## Excerpt provided
Part A - Asset Officer


(6) Provide training as follows:

  1. train Asset Liaison Officers in correct procedures, including how to ensure the integrity of the Asset Register;
  2. train newly appointed Asset Liaison Officers in stocktake procedures at the time of their appointment; and
  3. retrain existing Asset Liaison Officers as part of the preparation for a stocktake.

Part B - Staff member


Enter Assets into Finance One

(7) When acquiring assets, enter a requisition into the Finance One Purchasing Module using the correct natural account – e.g. for plant and equipment this would be:

Capital assets 5005
Non-capital assets 5006
Information technology capital projects 5016
Information technology equipment / software below $5000 5017
Equipment and appliances below $5,000 5018
Laboratory equipment below $5,000 5019
Capital improvements (Property) 8205
Capital improvements (Informatics) 8224
Capital improvements (Others) 8225

Part C - Asset Officer

Review Finance One

(8) Provide details of assets by doing the following:

  1. note asset purchases through Finance One that have been identified as an asset but are not easily recognisable;
  2. send details to the relevant Asset Liaison Officer; and
  3. require the Asset Liaison Officer to provide the complete information, using the Asset Data Form (ADF), including a serial number and the location as a minimum, electronically and within five (5) working days (and if possible, prior to month end).

Reconcile Assets

(9) Reconcile all capital assets on a monthly basis including the following asset categories:

  1. land;
  2. buildings;
  3. infrastructure;
  4. works of art;
  5. museum collections;
  6. coin collections;
  7. library – Special Collection;
  8. patents;
  9. plant and equipment; and
  10. information technology assets.

Review Rates of Depreciation

(10) On an annual basis, review the current rates of depreciation assigned to each category, as specified in the Capital Asset Schedule.

Part D - Asset Liaison Officer

Provide Details of Acquired Assets

(11) Complete an Asset Data Form (ADF) to provide details to the Asset Officer of any assets that have been acquired but are not on the Asset Report, including any donated assets.

Administer Assets

(12) Take responsibility for the assets of the financial unit, as follows:

  1. match assets received with a purchase order and stores delivery advice;
  2. ensure assets received are in good working order;
  3. ensure assets are readily identifiable and records are kept of unique identifying numbers;
  4. ensure assets are adequately secured; and
  5. ensure staff ceasing duty with the University return all University items in their possession. 

Part E - Asset Officer


(13) Record all capital asset details including acquisitions and disposals (sale, transfer, destruction and theft) in the Asset Register.

Calculate Cost

(14) To calculate the cost of a purchased asset include the:

  1. purchase or acquisition price;
  2. related freight costs;
  3. installation charges;
  4. customs charges and taxes; and
  5. any other direct costs that are incurred getting the asset into a condition necessary for its intended use.

Direct Costs

(15) To calculate equipment costs, include additional items even if they were not initially ordered as a single amount as part of the initial cost (e.g. items required for equipment that cannot be commissioned unless all are fitted).

(16) Include software if it is included with the equipment, and warranty costs for the first year.

Training and Maintenance Costs

(17) Do not include training or maintenance costs, except where these costs cannot be separated from the acquisition cost.

Information Technology (IT) Equipment

(18) All information technology equipment should be leased. Leased equipment cannot be capitalised unless specific grant funding has been provided for the purchase of this equipment.

Lines of data:
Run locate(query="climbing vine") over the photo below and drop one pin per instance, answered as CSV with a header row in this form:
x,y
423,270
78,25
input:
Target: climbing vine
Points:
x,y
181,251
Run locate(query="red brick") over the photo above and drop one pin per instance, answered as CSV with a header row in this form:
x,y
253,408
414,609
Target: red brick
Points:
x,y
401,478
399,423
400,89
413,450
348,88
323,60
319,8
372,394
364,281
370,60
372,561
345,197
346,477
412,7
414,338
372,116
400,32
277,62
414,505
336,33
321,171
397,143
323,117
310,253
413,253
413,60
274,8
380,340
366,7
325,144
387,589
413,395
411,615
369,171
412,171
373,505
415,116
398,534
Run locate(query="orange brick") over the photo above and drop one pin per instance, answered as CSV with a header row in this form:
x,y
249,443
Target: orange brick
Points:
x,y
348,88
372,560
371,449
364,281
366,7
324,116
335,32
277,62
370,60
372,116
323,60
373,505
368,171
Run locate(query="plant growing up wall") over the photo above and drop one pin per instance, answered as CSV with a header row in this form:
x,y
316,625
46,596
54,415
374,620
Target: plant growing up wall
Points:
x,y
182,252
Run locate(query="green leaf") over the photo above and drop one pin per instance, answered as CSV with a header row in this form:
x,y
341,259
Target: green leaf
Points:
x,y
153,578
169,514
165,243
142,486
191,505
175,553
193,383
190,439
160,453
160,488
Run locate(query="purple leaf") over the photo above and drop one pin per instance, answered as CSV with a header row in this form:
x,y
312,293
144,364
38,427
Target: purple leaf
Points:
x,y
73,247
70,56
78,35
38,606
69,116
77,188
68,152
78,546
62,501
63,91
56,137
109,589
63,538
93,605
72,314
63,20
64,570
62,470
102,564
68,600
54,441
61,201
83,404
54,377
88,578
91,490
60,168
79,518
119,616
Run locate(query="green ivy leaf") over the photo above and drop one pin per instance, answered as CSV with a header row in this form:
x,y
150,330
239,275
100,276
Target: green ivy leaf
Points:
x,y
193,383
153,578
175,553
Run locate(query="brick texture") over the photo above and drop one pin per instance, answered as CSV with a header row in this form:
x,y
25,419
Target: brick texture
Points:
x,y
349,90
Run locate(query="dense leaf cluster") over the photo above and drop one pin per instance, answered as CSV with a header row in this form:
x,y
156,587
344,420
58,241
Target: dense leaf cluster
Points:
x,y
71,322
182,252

--

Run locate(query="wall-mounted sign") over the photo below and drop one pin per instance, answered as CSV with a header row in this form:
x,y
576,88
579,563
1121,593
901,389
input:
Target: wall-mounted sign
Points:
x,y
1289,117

--

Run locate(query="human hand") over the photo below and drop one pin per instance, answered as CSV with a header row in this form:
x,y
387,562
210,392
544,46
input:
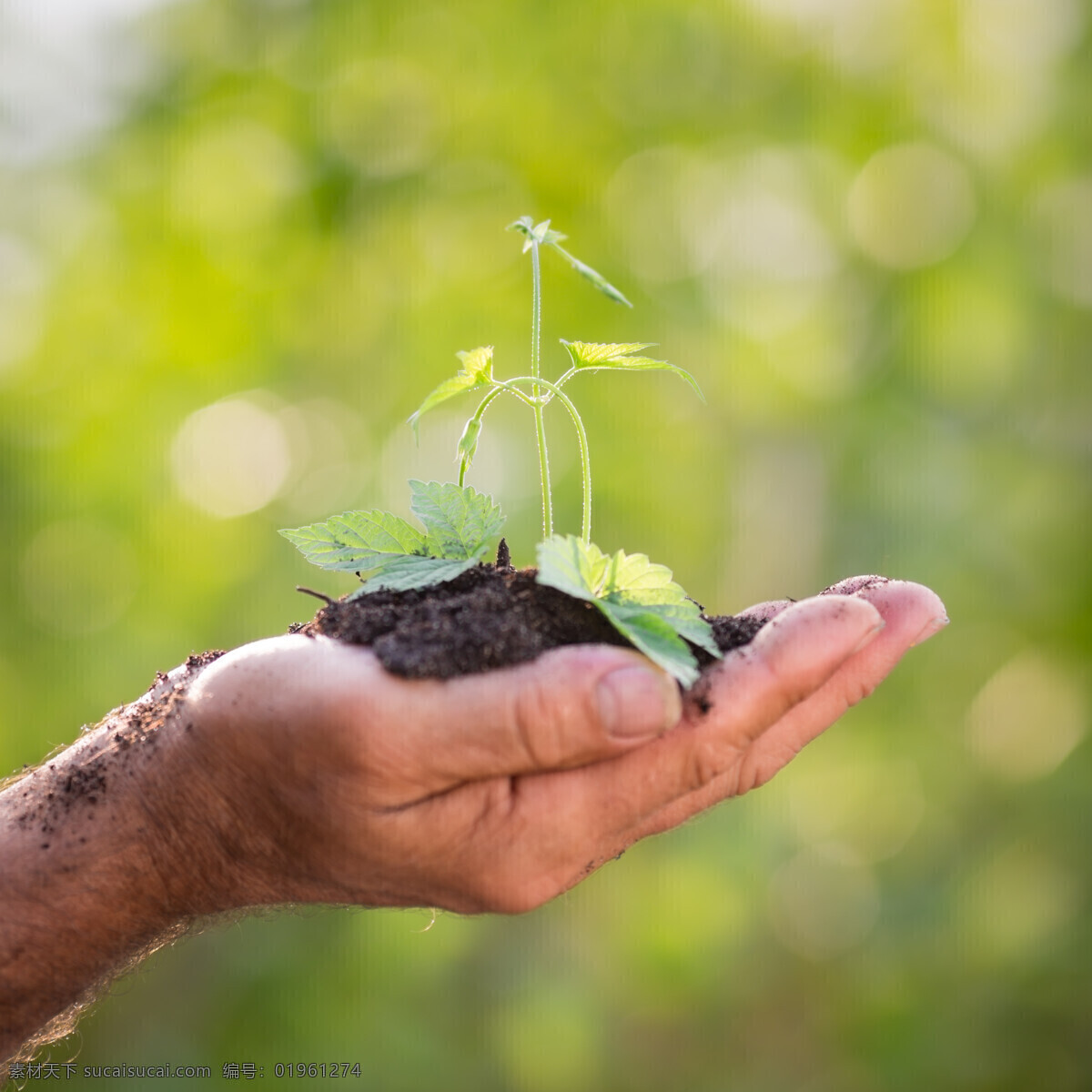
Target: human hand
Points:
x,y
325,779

## Requests
- A) According to the asset procedures excerpt, which items are included when calculating the cost of a purchased asset? List every one.
- B) Duplicate the passage of the asset procedures excerpt from "Reconcile Assets" up to and including "information technology assets.".

## Solutions below
- A)
- Purchase or acquisition price
- Related freight costs
- Installation charges
- Customs charges and taxes
- Any other direct costs incurred in getting the asset into a condition necessary for its intended use

- B)
Reconcile Assets

(9) Reconcile all capital assets on a monthly basis including the following asset categories:

  1. land;
  2. buildings;
  3. infrastructure;
  4. works of art;
  5. museum collections;
  6. coin collections;
  7. library – Special Collection;
  8. patents;
  9. plant and equipment; and
  10. information technology assets.